▶ Отрывок из источника:
━━━━━━━━━━

Газета "Наш Мир" br> Газета «Наш Мир»
В бытовом смысле самое гадкое, что есть у нас дома, это пустые банки.
Грязь развести я и сам могу, чего уж там. Не вытирать пыль несколько
недель. Год не пылесосить книг. Одна моя знакомая учёная дама из
Франции говорит, что не делала этого никогда. Ну, у неё книги,
допустим, и так чистые. Но вот чего у неё нет, так это банок.
Стеклянных.
Разной ёмкости. С винтовыми крышками и с такими, которые можно открыть,
исключительно покалечившись. Банки коллекционирует бабушка моей жены.
Вернее, они ей нужны для каких-то мифических заготовок и работы на
огороде. Но предложение опережает спрос. Банки копятся. Выкидывать их
нельзя. Мы это делаем украдкой, ранним утром, поздним вечером. С
наигранной досадой роняем их на пол и удовлетворённо подметаем осколки.
Мы предпочитаем обходные манёвры, потому что открытая борьба привела бы
нас к настоящей войне.
И я убеждён, что нам с женой повезло.
Наша взрослая жизнь совпала с эпохой ликвидации ненужного хлама. Будь
мы лет на двадцать старше, в нашу повседневность успели бы войти
бутылки из-под импортного алкоголя, повсеместно использовавшиеся в
дизайне интерьеров. Невразумительные бронзулетки, которыми было принято
уснащать всякую уважающую себя мещанскую квартиру. Купленные по случаю
антикварные стулья, так гармонично сочетающиеся с чехословацкой
полированной стенкой, занимающей больше половины малогабаритной
гостиной. Календари с японками в бикини, висящие в туалетах и кладовых.

━━━━━━━━━━

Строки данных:
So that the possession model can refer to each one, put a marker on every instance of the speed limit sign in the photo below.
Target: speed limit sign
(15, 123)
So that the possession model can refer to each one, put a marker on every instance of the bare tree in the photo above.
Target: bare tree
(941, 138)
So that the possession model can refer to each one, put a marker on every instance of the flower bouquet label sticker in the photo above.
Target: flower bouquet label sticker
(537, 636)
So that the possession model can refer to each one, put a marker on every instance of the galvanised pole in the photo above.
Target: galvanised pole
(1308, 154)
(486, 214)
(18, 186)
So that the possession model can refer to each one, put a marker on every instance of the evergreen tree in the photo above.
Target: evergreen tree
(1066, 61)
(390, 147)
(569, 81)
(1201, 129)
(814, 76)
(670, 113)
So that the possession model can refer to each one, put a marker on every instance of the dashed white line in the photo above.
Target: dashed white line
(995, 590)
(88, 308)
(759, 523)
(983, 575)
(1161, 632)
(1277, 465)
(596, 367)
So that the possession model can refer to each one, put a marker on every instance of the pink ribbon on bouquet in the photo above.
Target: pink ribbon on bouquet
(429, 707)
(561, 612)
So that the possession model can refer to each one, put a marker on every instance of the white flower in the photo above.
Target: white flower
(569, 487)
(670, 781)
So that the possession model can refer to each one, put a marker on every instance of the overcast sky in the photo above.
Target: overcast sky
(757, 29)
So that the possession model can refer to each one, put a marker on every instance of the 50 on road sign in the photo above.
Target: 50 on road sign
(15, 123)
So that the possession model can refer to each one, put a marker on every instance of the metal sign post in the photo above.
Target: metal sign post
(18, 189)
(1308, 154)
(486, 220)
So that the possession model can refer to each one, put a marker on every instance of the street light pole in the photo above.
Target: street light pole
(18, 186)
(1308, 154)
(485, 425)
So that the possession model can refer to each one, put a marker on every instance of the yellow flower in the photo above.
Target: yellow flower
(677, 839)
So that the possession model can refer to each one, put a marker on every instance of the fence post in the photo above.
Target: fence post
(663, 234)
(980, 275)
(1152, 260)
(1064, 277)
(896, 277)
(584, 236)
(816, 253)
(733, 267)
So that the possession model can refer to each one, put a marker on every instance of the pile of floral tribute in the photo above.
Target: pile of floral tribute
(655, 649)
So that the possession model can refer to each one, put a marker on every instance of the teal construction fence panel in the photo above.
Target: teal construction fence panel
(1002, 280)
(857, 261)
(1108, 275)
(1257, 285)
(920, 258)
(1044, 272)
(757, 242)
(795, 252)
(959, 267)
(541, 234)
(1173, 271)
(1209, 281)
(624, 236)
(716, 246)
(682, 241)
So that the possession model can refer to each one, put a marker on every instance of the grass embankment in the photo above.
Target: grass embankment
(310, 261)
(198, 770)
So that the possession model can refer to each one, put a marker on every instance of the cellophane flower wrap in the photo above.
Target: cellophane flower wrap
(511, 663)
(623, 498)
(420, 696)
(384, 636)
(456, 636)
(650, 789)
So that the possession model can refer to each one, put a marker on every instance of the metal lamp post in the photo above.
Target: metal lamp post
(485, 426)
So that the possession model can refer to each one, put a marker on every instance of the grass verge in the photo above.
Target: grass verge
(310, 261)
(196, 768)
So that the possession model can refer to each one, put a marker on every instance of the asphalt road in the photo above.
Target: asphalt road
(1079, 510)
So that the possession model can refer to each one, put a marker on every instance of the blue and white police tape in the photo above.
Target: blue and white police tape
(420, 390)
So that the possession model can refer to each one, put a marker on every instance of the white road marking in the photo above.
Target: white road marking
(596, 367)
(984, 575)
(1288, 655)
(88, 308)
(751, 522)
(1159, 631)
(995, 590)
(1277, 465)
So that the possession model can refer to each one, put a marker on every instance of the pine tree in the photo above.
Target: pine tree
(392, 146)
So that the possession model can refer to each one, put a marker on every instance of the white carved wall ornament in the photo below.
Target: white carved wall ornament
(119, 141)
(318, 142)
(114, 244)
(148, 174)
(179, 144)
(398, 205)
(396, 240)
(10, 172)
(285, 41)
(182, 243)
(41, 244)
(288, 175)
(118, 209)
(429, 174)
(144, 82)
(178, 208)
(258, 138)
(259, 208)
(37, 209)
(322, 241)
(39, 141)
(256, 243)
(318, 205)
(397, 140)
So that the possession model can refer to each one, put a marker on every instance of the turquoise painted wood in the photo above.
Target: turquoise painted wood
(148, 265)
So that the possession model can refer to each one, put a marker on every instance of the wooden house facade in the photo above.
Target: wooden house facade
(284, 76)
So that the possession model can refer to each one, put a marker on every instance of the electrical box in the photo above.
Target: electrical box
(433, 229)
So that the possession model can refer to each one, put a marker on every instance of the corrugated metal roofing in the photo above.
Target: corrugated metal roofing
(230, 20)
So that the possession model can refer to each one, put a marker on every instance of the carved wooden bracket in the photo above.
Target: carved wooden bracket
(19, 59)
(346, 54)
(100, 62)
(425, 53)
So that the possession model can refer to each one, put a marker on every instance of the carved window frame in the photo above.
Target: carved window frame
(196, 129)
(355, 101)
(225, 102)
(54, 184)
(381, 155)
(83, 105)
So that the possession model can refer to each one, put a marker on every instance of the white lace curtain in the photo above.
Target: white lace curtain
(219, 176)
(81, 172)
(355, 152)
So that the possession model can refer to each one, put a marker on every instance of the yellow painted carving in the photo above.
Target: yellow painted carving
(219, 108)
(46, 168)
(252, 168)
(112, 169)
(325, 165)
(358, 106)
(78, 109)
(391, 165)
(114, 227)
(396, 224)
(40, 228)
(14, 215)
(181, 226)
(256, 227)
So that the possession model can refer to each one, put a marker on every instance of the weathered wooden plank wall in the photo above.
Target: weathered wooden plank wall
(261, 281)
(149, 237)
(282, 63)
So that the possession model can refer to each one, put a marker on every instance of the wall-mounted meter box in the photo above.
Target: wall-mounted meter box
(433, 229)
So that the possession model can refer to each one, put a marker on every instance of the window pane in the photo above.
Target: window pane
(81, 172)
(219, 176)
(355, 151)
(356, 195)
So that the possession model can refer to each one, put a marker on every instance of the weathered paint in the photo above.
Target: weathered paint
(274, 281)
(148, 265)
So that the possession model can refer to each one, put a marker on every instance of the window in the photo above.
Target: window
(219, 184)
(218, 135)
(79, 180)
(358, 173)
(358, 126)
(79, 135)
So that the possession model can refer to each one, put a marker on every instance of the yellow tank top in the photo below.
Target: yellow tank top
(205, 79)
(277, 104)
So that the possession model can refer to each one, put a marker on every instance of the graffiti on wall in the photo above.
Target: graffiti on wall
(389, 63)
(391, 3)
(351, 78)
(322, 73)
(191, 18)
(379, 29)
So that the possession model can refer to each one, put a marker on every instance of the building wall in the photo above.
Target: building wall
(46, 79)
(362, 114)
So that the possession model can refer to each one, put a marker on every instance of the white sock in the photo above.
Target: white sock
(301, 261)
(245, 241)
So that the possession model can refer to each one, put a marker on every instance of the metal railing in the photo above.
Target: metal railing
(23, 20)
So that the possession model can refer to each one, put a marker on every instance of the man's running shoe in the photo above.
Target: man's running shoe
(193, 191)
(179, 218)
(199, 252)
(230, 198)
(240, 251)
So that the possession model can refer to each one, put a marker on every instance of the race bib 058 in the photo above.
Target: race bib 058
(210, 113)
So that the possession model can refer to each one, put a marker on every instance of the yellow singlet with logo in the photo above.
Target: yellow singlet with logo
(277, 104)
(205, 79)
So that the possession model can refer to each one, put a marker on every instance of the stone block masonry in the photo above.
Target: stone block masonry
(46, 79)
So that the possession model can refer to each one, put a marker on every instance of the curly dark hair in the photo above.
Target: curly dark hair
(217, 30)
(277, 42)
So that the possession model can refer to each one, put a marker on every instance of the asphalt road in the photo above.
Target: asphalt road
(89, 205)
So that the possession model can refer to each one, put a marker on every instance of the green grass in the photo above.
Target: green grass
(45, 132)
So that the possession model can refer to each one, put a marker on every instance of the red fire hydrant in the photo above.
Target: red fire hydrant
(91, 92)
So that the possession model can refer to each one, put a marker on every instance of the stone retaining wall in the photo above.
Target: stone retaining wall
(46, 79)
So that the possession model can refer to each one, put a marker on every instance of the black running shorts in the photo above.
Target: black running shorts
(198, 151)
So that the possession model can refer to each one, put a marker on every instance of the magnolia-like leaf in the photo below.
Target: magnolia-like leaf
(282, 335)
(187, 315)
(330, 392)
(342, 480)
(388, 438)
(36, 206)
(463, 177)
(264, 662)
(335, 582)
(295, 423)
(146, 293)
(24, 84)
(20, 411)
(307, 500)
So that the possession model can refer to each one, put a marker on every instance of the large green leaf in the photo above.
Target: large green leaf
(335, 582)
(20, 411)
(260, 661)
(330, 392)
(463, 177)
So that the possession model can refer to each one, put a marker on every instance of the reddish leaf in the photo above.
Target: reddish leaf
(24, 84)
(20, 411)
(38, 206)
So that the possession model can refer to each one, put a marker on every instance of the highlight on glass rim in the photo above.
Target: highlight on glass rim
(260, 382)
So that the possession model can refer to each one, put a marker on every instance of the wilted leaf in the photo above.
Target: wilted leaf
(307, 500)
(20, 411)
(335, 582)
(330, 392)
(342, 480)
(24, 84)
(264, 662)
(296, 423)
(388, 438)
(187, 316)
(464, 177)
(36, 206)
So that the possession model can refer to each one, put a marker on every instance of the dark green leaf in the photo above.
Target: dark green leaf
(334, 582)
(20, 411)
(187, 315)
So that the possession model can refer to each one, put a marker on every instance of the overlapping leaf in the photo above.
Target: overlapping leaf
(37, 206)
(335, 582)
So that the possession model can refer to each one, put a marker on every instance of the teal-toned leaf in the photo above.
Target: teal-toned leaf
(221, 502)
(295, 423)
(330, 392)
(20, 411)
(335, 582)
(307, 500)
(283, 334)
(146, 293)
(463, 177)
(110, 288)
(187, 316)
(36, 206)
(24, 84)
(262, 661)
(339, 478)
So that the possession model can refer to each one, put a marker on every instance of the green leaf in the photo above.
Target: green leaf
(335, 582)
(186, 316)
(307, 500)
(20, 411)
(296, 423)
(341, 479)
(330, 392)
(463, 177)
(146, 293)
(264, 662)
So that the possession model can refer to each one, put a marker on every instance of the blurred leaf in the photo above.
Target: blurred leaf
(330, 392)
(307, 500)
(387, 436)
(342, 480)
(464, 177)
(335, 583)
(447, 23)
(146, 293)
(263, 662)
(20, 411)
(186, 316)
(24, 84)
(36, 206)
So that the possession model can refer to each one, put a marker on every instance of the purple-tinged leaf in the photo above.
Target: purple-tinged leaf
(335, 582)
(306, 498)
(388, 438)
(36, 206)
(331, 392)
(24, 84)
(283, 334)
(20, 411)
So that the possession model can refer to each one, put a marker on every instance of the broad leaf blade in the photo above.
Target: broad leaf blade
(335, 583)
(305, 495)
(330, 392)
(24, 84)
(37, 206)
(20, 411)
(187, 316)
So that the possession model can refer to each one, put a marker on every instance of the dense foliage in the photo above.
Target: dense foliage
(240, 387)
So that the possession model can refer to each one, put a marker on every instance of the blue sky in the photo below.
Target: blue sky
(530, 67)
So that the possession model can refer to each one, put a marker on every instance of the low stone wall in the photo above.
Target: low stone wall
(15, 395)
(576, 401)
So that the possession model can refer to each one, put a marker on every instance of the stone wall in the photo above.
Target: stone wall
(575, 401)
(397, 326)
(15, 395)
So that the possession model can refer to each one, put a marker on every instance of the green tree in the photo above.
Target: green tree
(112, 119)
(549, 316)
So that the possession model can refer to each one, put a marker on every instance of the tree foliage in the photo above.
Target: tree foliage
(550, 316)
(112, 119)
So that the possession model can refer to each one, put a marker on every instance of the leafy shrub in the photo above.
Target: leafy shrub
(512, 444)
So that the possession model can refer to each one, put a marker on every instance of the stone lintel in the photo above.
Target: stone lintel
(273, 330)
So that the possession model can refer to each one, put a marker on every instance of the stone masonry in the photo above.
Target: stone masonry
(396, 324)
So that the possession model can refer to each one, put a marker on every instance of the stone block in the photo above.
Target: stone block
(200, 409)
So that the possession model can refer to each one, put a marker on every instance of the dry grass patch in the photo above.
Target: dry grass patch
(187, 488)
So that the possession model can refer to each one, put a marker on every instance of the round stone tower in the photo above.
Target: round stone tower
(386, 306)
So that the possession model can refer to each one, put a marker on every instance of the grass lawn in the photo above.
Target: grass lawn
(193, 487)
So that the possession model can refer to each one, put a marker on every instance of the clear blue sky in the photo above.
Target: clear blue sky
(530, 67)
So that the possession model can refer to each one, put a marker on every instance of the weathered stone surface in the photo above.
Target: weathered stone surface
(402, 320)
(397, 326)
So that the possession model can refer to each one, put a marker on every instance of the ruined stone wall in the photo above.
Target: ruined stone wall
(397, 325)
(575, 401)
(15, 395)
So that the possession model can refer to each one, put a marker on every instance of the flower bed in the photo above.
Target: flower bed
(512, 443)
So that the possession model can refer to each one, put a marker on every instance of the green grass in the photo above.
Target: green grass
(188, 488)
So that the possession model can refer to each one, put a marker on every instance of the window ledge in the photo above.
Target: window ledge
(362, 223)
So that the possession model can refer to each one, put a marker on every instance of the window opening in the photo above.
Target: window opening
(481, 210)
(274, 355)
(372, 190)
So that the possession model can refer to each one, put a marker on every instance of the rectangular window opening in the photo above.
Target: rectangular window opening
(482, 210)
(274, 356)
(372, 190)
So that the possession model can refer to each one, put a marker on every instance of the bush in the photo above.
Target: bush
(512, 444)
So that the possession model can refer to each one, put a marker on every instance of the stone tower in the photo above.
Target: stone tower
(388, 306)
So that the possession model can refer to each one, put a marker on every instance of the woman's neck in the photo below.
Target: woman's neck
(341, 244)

━━━━━━━━━━

▶ Порядок выполнения работы:
[1] Воспроизведите без изменений отрывок из заметки о стеклянных банках от слов «Мы предпочитаем обходные» до слов «туалетах и кладовых.» включительно.
[2] Укажите, в скольких строках с данными встречается слово «post», с учётом регистра букв. В ответе приведите только число.

▶ Развёрнутые ответы:
[1]
Мы предпочитаем обходные манёвры, потому что открытая борьба привела бы
нас к настоящей войне.
И я убеждён, что нам с женой повезло.
Наша взрослая жизнь совпала с эпохой ликвидации ненужного хлама. Будь
мы лет на двадцать старше, в нашу повседневность успели бы войти
бутылки из-под импортного алкоголя, повсеместно использовавшиеся в
дизайне интерьеров. Невразумительные бронзулетки, которыми было принято
уснащать всякую уважающую себя мещанскую квартиру. Купленные по случаю
антикварные стулья, так гармонично сочетающиеся с чехословацкой
полированной стенкой, занимающей больше половины малогабаритной
гостиной. Календари с японками в бикини, висящие в туалетах и кладовых.

[2] 6